→ WHAT YOU NEED TO DO:
With the pictures left out, return exactly the lines from the one containing "Target: burnt ground" through the end of the listing below.
▬▬▬
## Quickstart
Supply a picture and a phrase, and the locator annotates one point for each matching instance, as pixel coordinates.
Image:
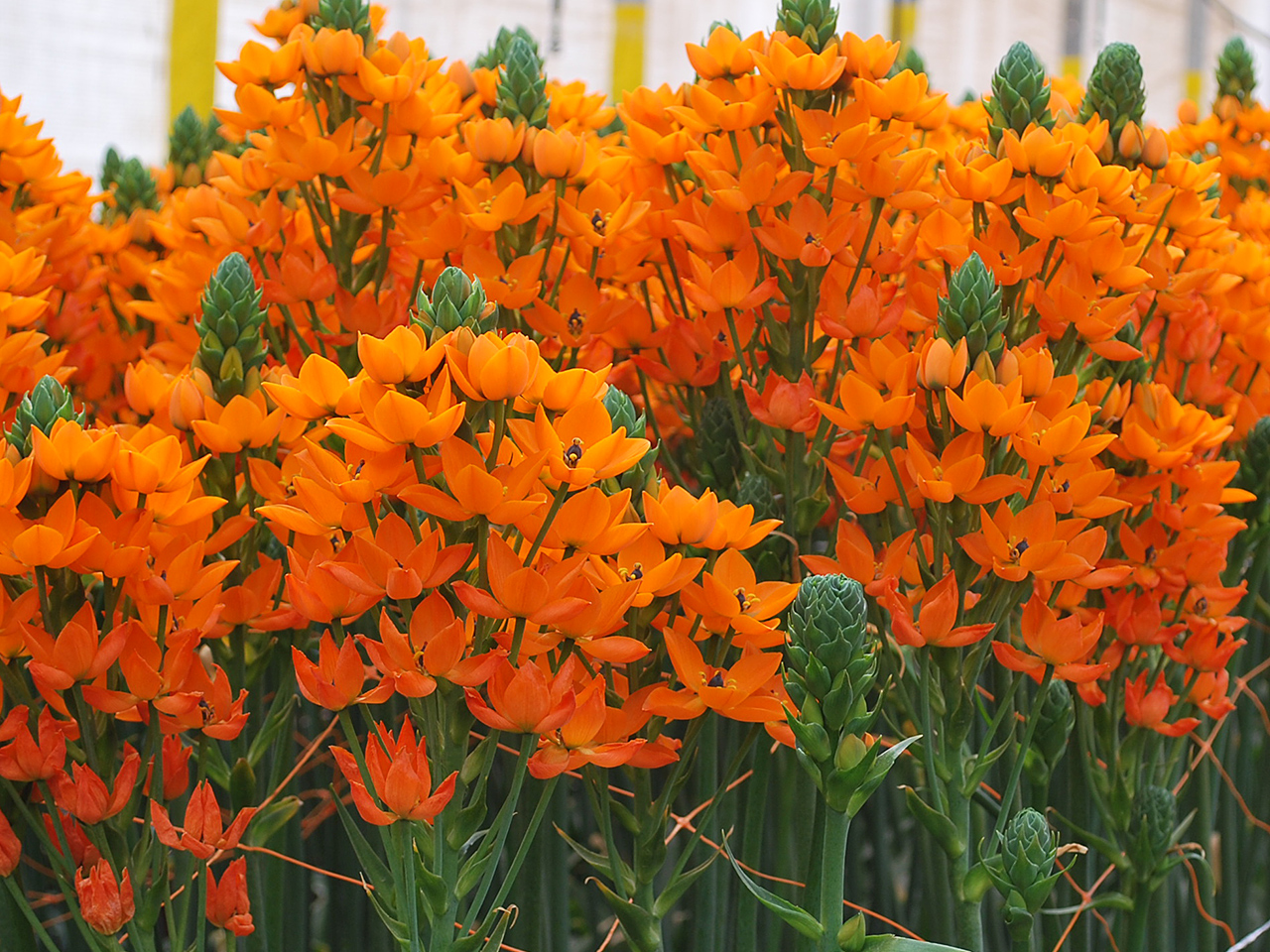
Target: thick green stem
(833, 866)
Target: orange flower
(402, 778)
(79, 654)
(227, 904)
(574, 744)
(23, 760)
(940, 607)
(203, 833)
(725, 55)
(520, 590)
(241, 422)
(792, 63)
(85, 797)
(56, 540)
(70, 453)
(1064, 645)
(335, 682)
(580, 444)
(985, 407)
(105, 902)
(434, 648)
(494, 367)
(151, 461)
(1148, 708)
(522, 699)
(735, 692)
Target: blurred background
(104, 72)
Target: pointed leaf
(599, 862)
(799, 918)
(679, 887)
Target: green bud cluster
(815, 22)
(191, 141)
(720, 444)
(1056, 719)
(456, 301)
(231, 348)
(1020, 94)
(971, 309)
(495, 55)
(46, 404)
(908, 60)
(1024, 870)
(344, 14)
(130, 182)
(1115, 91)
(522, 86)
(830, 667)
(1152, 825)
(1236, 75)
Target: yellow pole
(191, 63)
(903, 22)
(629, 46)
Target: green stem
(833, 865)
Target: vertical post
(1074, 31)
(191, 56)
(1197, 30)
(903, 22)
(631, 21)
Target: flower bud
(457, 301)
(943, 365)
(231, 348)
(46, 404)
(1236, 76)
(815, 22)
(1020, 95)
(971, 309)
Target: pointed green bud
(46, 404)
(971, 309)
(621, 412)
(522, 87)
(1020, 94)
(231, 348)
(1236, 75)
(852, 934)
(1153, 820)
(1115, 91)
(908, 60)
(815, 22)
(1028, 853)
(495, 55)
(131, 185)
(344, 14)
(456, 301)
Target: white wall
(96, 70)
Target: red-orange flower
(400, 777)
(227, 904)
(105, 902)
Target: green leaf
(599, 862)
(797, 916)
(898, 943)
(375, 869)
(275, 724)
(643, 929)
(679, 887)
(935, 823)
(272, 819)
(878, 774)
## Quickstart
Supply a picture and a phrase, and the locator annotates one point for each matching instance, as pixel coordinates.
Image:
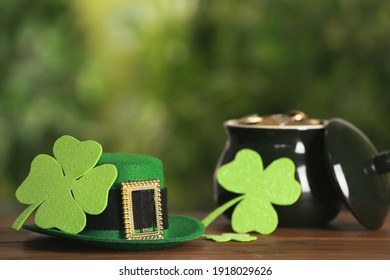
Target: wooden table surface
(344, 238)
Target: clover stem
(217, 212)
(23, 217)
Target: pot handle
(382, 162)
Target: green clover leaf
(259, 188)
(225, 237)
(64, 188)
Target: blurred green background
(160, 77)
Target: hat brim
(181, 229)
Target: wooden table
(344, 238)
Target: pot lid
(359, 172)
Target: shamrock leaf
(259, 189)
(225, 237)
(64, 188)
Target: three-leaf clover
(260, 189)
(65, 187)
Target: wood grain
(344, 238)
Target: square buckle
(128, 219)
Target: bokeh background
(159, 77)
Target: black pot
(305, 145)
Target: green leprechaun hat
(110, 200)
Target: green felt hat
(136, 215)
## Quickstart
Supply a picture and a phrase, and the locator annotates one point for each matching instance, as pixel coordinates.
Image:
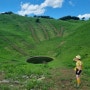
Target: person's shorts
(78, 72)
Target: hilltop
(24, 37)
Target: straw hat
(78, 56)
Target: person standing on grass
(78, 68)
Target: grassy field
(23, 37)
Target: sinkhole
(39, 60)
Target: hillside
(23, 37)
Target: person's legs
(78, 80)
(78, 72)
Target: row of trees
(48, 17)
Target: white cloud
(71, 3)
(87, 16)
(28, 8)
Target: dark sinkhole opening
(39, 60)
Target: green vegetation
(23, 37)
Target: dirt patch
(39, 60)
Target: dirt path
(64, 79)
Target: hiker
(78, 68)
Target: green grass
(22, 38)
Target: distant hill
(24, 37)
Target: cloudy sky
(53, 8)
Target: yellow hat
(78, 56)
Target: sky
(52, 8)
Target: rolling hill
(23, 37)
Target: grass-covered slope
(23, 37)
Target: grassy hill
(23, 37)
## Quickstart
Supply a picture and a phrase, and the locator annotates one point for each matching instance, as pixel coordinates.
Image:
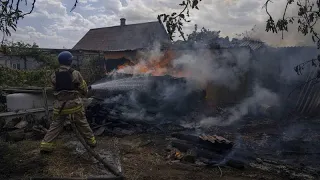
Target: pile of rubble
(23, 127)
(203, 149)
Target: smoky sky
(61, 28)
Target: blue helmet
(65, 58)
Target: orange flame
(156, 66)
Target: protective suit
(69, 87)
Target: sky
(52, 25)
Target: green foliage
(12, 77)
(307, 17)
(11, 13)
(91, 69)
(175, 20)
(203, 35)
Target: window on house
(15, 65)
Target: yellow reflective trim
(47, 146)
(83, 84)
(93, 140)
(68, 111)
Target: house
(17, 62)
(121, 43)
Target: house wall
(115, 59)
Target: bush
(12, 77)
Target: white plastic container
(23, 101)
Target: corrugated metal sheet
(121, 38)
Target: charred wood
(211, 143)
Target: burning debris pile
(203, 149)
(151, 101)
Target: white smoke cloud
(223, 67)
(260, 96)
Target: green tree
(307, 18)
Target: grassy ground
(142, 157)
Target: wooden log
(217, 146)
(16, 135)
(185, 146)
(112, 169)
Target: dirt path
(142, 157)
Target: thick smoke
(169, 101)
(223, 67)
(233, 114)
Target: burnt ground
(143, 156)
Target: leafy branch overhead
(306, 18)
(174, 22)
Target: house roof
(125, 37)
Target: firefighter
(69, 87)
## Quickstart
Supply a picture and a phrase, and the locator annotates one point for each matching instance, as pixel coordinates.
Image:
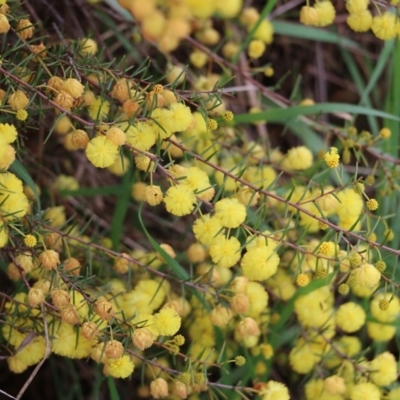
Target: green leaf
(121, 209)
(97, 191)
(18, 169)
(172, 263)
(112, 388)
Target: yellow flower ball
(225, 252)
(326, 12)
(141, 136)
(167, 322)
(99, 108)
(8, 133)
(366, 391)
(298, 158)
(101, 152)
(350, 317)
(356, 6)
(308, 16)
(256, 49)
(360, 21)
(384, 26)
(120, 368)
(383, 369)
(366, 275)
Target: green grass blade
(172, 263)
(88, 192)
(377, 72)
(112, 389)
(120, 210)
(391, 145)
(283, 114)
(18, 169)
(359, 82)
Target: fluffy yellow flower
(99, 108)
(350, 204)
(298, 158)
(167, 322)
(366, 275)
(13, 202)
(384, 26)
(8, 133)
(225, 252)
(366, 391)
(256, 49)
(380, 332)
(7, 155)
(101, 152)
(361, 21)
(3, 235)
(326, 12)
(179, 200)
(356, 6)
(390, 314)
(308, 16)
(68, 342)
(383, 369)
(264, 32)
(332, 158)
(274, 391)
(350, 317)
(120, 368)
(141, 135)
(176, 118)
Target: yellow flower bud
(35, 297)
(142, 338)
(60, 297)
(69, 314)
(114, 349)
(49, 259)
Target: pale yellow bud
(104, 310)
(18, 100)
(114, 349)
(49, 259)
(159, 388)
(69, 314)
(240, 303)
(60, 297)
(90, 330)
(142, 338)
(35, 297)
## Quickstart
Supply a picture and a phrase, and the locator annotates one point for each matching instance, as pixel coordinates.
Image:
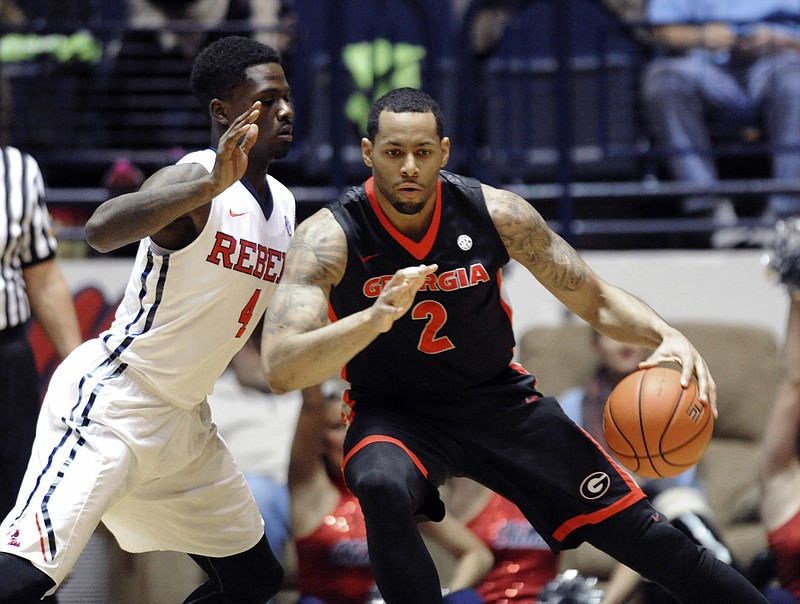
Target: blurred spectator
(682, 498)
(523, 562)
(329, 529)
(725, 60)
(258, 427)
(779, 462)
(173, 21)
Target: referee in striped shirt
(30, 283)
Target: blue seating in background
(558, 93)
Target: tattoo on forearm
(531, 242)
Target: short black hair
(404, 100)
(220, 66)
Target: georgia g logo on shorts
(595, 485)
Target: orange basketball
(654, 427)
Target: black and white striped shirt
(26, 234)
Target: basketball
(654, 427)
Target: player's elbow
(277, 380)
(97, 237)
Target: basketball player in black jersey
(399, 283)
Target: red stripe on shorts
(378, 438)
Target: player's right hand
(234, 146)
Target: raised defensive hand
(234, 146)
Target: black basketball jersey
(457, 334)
▬▬▬
→ RESPONSE BELOW:
Target: burnt ground
(143, 156)
Target: leafy branch overhead
(306, 18)
(174, 22)
Target: house roof
(125, 37)
Target: firefighter
(69, 87)
## Quickstart
Supply a picture and a phrase, and the locator annotates one point for each matching instance, as pixel coordinates.
Image:
Target: green leaf
(121, 209)
(97, 191)
(18, 169)
(172, 263)
(112, 388)
Target: yellow flower ball
(225, 252)
(326, 12)
(141, 136)
(167, 322)
(99, 108)
(8, 133)
(366, 391)
(298, 158)
(101, 152)
(350, 317)
(356, 6)
(308, 16)
(256, 49)
(360, 21)
(384, 26)
(120, 368)
(383, 369)
(366, 275)
Target: green grass blade
(172, 263)
(88, 192)
(377, 72)
(112, 389)
(120, 210)
(391, 145)
(283, 114)
(18, 169)
(359, 82)
Target: fluffy yellow flower
(99, 108)
(350, 204)
(298, 158)
(167, 322)
(366, 275)
(13, 202)
(384, 26)
(8, 133)
(225, 252)
(366, 391)
(256, 49)
(380, 332)
(7, 155)
(101, 152)
(361, 21)
(3, 235)
(326, 12)
(179, 200)
(356, 6)
(390, 314)
(308, 16)
(68, 342)
(383, 369)
(264, 32)
(332, 158)
(274, 391)
(350, 317)
(120, 368)
(141, 135)
(176, 118)
Target: yellow flower bud
(35, 297)
(142, 338)
(60, 297)
(69, 314)
(114, 349)
(49, 259)
Target: pale yellow bud
(104, 310)
(18, 100)
(114, 349)
(49, 259)
(159, 388)
(69, 314)
(240, 303)
(60, 297)
(90, 330)
(142, 338)
(35, 297)
## Quickstart
Supply a picture and a phrase, and the locator annotates one point for each matching instance, as pixel coordinates.
Image:
Target: blurred spectator
(682, 498)
(523, 562)
(329, 529)
(725, 60)
(258, 427)
(779, 462)
(173, 21)
Target: referee in striped shirt
(30, 283)
Target: blue seating in background
(558, 93)
Target: tattoo on forearm
(531, 242)
Target: short black hair
(404, 100)
(220, 66)
Target: georgia g logo on shorts
(595, 485)
Target: orange basketball
(654, 427)
Target: black and white striped shirt
(26, 234)
Target: basketball
(654, 427)
Target: player's elbow
(277, 380)
(97, 237)
Target: basketball player in black jersey
(399, 283)
Target: red stripe on shorts
(378, 438)
Target: player's right hand
(234, 146)
Target: raised defensive hand
(234, 146)
Target: black basketball jersey
(457, 334)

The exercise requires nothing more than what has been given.